# What you are asked to do
Recast the data below as a JSON list of strings with one string per line and no blank lines, starting at the line that contains "Mark every instance of the side" and ending at the last line of the data.

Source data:

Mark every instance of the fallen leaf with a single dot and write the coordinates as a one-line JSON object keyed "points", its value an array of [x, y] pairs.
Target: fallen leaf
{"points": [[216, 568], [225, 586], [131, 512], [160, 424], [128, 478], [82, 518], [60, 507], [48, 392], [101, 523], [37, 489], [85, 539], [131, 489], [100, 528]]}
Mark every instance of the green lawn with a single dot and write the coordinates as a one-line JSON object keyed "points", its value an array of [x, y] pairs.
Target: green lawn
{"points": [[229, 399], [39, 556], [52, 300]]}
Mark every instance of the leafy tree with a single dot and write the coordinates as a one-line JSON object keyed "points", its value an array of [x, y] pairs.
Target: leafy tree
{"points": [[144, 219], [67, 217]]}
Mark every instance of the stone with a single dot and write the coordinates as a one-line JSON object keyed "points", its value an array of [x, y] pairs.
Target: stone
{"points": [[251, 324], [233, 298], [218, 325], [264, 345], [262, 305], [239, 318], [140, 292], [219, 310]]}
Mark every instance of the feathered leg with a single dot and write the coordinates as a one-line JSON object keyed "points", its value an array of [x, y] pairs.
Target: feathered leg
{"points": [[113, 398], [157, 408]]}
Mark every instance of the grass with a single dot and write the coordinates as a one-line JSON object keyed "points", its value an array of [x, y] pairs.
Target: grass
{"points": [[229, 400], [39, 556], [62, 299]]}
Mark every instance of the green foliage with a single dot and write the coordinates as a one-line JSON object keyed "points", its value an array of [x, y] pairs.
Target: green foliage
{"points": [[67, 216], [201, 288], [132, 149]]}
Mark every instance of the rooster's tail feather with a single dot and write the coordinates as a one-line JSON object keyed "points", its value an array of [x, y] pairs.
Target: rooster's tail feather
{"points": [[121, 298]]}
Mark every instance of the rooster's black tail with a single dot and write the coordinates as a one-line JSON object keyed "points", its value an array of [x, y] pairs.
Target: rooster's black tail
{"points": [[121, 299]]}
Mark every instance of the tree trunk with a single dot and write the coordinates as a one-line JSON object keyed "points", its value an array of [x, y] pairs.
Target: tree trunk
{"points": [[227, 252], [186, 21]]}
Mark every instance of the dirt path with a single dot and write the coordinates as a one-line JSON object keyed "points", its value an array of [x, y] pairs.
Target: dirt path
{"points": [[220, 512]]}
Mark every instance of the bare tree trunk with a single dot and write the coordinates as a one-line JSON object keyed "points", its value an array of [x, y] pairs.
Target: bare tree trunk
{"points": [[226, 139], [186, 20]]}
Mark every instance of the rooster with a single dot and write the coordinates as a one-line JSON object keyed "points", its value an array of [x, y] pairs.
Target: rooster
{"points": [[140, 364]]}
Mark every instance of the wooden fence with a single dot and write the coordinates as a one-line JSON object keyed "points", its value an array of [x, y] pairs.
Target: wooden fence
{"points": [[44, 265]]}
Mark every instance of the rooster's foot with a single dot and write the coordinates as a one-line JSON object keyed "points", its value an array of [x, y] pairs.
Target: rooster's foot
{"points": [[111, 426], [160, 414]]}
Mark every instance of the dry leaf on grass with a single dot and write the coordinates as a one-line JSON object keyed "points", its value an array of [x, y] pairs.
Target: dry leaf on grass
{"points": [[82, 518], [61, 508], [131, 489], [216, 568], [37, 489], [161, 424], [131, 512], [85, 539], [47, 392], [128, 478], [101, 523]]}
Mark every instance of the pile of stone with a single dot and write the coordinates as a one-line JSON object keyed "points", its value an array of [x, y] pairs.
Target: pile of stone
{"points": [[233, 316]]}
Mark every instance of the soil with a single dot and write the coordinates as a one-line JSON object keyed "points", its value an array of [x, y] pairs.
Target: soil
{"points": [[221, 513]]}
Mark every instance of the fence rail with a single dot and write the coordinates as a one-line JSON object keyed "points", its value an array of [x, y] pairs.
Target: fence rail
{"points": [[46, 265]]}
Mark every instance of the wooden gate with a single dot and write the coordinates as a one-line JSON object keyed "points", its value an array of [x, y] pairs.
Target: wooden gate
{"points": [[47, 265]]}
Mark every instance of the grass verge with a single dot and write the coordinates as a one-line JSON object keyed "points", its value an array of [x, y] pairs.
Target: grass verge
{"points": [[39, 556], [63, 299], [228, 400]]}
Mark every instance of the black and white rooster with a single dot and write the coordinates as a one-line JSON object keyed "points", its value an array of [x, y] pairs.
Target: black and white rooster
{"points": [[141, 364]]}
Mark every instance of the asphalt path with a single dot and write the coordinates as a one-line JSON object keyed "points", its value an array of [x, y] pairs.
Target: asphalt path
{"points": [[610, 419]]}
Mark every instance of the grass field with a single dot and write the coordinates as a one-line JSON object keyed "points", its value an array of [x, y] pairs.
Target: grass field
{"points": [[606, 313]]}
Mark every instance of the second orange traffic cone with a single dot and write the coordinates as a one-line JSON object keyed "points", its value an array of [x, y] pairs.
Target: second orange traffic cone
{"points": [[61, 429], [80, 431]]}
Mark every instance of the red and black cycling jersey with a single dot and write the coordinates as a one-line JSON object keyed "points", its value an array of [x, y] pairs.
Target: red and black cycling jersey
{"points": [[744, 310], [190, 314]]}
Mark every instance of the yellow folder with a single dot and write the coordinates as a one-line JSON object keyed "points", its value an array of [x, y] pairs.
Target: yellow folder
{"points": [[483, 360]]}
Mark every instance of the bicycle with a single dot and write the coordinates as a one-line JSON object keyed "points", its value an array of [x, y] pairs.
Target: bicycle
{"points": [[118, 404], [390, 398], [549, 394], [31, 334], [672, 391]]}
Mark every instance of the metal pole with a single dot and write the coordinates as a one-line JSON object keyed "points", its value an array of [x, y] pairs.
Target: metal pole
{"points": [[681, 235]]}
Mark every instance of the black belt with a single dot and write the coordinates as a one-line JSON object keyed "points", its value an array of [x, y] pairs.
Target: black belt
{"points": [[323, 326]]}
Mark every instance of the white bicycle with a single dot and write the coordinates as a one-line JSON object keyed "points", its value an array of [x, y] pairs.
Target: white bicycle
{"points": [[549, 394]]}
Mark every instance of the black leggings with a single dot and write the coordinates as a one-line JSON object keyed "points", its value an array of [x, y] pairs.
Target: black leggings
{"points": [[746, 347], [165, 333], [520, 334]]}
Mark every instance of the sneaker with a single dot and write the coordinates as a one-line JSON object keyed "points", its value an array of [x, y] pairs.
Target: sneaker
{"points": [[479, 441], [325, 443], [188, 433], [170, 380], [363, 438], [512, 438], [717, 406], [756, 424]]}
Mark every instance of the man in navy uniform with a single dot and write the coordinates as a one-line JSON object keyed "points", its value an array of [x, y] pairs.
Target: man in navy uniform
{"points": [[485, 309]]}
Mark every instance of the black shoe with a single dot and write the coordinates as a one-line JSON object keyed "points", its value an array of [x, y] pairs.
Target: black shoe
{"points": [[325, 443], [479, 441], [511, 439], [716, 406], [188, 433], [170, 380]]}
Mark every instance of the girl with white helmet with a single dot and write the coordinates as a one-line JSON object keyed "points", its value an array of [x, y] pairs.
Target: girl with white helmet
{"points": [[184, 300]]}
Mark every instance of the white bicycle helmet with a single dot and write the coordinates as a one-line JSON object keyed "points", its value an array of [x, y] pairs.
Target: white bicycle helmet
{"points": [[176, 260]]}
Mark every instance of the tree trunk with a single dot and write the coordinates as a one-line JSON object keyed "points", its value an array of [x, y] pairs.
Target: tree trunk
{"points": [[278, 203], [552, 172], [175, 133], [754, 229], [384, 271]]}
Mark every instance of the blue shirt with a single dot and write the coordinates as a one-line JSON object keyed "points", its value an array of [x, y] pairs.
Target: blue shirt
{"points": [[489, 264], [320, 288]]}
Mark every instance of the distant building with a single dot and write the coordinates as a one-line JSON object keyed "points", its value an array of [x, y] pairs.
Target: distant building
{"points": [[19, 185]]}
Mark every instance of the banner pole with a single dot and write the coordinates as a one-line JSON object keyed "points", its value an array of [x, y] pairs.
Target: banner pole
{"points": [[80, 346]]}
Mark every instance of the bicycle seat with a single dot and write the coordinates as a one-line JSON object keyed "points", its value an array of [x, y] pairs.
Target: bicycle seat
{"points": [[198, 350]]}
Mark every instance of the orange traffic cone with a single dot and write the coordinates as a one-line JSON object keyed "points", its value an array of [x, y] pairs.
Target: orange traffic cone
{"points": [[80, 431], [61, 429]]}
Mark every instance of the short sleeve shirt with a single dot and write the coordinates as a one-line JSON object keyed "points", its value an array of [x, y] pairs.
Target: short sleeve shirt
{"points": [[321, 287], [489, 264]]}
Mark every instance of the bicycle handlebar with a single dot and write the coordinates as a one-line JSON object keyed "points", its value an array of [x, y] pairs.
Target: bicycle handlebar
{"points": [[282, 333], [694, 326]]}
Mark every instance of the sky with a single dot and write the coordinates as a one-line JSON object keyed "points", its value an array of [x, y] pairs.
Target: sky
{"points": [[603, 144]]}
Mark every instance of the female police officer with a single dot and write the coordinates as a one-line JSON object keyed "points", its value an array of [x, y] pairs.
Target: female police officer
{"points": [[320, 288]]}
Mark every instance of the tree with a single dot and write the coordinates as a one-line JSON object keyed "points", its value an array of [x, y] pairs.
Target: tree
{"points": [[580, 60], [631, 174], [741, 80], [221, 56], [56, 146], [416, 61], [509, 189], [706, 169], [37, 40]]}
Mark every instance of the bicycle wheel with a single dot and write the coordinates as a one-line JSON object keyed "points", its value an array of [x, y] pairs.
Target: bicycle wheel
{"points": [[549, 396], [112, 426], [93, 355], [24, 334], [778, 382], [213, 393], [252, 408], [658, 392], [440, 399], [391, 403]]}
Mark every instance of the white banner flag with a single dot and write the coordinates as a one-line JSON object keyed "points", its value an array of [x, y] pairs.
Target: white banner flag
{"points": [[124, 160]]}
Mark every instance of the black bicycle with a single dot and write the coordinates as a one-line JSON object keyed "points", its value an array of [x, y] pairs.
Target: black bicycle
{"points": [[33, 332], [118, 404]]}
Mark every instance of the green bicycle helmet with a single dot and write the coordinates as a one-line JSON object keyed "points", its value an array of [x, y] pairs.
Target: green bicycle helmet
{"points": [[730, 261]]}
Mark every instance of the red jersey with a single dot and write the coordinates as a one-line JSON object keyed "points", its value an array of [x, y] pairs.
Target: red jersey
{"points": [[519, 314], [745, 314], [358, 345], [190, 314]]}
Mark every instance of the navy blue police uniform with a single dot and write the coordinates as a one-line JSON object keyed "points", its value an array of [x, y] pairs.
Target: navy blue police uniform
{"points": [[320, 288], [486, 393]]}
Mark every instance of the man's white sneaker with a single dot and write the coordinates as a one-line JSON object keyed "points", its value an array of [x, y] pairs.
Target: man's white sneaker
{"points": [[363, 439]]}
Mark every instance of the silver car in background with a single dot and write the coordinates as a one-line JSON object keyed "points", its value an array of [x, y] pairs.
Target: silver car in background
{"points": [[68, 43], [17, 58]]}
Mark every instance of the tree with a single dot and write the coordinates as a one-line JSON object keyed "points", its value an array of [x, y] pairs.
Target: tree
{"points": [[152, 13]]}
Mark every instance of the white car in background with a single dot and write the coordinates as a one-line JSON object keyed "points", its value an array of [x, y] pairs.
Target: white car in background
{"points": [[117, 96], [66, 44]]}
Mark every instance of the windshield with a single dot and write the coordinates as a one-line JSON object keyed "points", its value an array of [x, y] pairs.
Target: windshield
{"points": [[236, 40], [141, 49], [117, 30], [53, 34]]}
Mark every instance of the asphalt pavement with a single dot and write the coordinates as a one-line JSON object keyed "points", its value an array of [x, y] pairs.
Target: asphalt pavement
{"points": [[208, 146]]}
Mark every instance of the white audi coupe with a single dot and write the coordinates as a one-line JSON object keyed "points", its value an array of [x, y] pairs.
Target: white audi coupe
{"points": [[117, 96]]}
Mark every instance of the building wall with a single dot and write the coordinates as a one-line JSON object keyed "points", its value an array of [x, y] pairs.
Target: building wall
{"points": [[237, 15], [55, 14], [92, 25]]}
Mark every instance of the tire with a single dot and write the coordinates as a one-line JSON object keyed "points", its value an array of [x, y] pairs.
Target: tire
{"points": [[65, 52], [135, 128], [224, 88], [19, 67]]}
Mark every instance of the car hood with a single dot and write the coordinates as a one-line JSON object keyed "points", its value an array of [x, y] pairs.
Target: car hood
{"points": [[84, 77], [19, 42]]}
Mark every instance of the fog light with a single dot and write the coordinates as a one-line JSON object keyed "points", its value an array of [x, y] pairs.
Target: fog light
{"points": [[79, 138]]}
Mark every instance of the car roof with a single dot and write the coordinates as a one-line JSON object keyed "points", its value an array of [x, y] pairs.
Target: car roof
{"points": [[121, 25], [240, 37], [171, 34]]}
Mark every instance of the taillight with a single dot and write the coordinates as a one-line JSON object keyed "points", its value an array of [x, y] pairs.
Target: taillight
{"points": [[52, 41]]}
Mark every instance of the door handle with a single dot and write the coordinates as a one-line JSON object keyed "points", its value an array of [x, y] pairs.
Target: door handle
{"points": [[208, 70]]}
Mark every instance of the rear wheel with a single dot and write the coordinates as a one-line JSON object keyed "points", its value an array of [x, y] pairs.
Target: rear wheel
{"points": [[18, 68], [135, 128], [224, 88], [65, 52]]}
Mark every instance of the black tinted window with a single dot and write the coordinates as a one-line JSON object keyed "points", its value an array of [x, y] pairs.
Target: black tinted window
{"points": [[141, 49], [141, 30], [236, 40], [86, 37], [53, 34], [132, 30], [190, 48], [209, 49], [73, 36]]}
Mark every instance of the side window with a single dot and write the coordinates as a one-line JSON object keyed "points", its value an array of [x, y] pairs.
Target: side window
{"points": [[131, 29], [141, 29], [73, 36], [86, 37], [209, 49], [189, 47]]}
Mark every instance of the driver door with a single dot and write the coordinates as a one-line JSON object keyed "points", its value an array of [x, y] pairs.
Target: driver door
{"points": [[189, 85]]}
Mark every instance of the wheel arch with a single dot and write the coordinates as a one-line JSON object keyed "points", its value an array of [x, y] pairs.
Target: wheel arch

# Task response
[
  "Mark every instance of the side window with a single dot and write the coordinates as a one-line JSON object keyed \"points\", its value an array of [x, y] pairs.",
  "Target: side window",
  "{\"points\": [[131, 29], [141, 29], [73, 36], [86, 37], [209, 49], [189, 47]]}",
  "Mark every instance of the driver door with a single dot and write the coordinates as a one-line JSON object keyed \"points\", its value an array of [x, y] pairs.",
  "Target: driver door",
  "{\"points\": [[189, 85]]}",
  "Mark every instance of the wheel arch with a single dot and write the coordinates as a one-line JSON object keyed \"points\", its value an array of [x, y] pairs.",
  "Target: wheel arch"
]